WHAT IS NEEDED - In the listing below, every line with the word "white" needs to be copied.
____ RECORDED DATA
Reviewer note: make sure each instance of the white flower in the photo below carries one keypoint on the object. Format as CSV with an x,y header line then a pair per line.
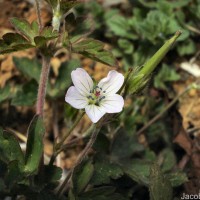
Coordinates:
x,y
96,99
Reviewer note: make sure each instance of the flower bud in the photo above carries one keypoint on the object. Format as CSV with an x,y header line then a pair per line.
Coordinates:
x,y
139,77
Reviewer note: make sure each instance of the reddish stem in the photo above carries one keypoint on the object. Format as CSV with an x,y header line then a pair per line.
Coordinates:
x,y
42,85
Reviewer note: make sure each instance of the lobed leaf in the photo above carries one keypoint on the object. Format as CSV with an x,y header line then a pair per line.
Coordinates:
x,y
30,68
23,27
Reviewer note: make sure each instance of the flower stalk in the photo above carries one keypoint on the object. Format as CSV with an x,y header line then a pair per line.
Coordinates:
x,y
42,85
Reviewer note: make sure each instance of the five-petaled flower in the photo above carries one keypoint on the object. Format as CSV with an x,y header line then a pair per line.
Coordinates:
x,y
96,99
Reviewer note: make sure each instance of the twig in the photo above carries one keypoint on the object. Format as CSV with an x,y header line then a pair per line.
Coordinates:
x,y
159,115
80,158
38,14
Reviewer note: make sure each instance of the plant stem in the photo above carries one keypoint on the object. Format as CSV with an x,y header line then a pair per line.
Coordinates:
x,y
80,158
42,85
38,14
159,115
59,146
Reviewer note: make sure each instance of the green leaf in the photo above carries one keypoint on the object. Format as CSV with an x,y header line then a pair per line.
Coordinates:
x,y
94,49
23,27
63,80
106,190
102,193
159,187
29,67
27,95
177,178
188,47
13,39
81,176
88,44
40,41
48,33
165,76
139,78
66,5
14,173
138,170
52,174
128,145
34,149
105,170
10,149
13,42
126,46
169,160
52,3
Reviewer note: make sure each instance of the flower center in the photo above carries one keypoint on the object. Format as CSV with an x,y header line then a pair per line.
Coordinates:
x,y
96,95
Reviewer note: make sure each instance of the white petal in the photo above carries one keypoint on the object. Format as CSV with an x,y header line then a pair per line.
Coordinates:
x,y
75,99
113,103
112,83
94,112
82,81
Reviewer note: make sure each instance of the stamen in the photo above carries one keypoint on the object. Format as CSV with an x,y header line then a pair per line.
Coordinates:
x,y
101,98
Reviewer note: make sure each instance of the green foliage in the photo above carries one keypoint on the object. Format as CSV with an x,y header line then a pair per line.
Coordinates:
x,y
28,36
30,68
26,95
63,80
139,79
94,49
65,5
159,185
10,149
5,93
81,176
165,75
105,170
34,150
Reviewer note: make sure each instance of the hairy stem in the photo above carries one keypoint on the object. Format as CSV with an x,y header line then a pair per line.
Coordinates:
x,y
38,14
63,187
42,85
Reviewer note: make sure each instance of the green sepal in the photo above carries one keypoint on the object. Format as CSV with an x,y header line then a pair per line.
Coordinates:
x,y
140,76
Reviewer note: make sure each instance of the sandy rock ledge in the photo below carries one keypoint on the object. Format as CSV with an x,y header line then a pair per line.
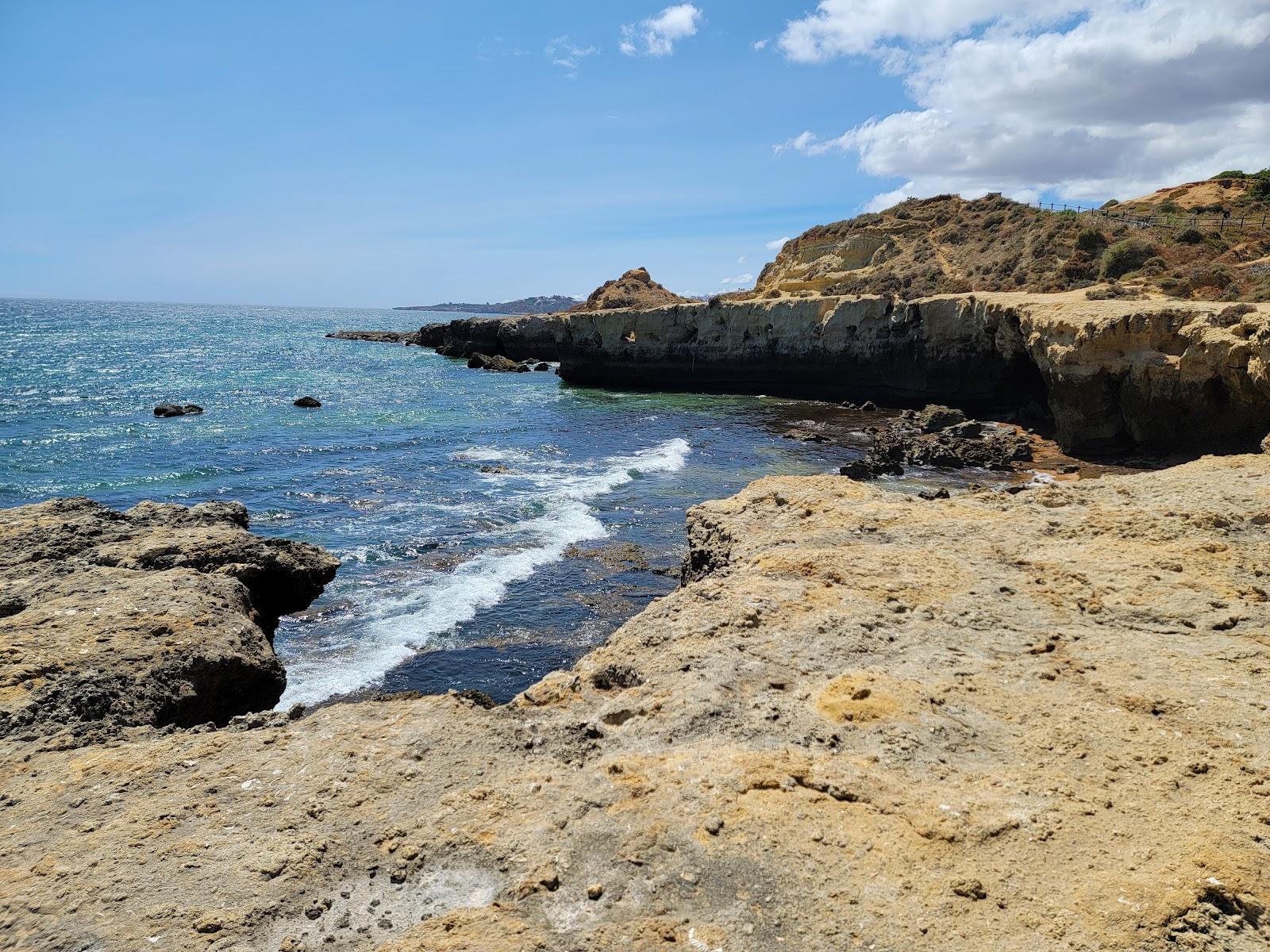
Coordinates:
x,y
867,721
156,616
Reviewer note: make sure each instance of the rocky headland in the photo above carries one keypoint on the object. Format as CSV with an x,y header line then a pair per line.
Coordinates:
x,y
152,617
865,720
984,720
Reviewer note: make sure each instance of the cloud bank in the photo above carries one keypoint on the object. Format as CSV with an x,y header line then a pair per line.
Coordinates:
x,y
1079,98
657,36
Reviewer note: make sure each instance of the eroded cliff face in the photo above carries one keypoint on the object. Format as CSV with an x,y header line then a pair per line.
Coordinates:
x,y
1159,374
156,616
994,721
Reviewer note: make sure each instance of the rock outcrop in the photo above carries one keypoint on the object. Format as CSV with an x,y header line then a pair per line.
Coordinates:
x,y
868,720
1189,376
177,409
956,444
635,289
156,616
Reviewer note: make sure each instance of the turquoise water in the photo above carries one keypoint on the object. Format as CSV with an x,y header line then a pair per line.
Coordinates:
x,y
450,577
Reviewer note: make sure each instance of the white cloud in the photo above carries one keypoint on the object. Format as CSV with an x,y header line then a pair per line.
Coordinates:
x,y
1086,99
657,36
567,55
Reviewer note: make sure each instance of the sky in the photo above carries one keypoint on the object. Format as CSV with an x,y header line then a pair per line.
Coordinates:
x,y
394,152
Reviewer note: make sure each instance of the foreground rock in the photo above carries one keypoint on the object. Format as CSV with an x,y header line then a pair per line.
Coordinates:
x,y
868,720
156,616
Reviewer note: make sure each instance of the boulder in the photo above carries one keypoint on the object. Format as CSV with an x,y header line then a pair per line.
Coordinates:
x,y
162,615
499,363
806,436
935,418
635,289
177,409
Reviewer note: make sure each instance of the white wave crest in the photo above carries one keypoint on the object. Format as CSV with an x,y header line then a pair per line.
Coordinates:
x,y
400,626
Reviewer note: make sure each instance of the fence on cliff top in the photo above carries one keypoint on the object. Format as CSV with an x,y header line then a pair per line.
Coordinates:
x,y
1160,221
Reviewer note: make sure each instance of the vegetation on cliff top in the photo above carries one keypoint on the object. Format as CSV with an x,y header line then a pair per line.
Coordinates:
x,y
950,245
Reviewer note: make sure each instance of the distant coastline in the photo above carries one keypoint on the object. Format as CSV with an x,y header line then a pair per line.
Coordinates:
x,y
548,304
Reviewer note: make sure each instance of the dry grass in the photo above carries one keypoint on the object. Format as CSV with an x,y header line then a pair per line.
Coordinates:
x,y
949,245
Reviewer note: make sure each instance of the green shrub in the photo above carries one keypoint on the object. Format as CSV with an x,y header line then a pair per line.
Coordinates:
x,y
1126,257
1091,241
________
SOLUTION TO THIS EXERCISE -
Reviewer note: make sure each instance of the white flower in the photo below carries one keypoint on the object. Format as CSV with an x,y header line then a pair per line.
Reviewer note: make sure each instance of the white petal in the photo above carries one keypoint on the object. Format as CSV with an x,y header line then a pair per line.
Reviewer note: make sure each instance of the white cloud in the photo above carries one keypoint on the object. Format as CSV with an x,y header line then a pair per line.
Reviewer note: make sure each instance of the white wave crest in the photo above carries one keypoint on the object. Format as CSV with an x,y header line then a pair per line.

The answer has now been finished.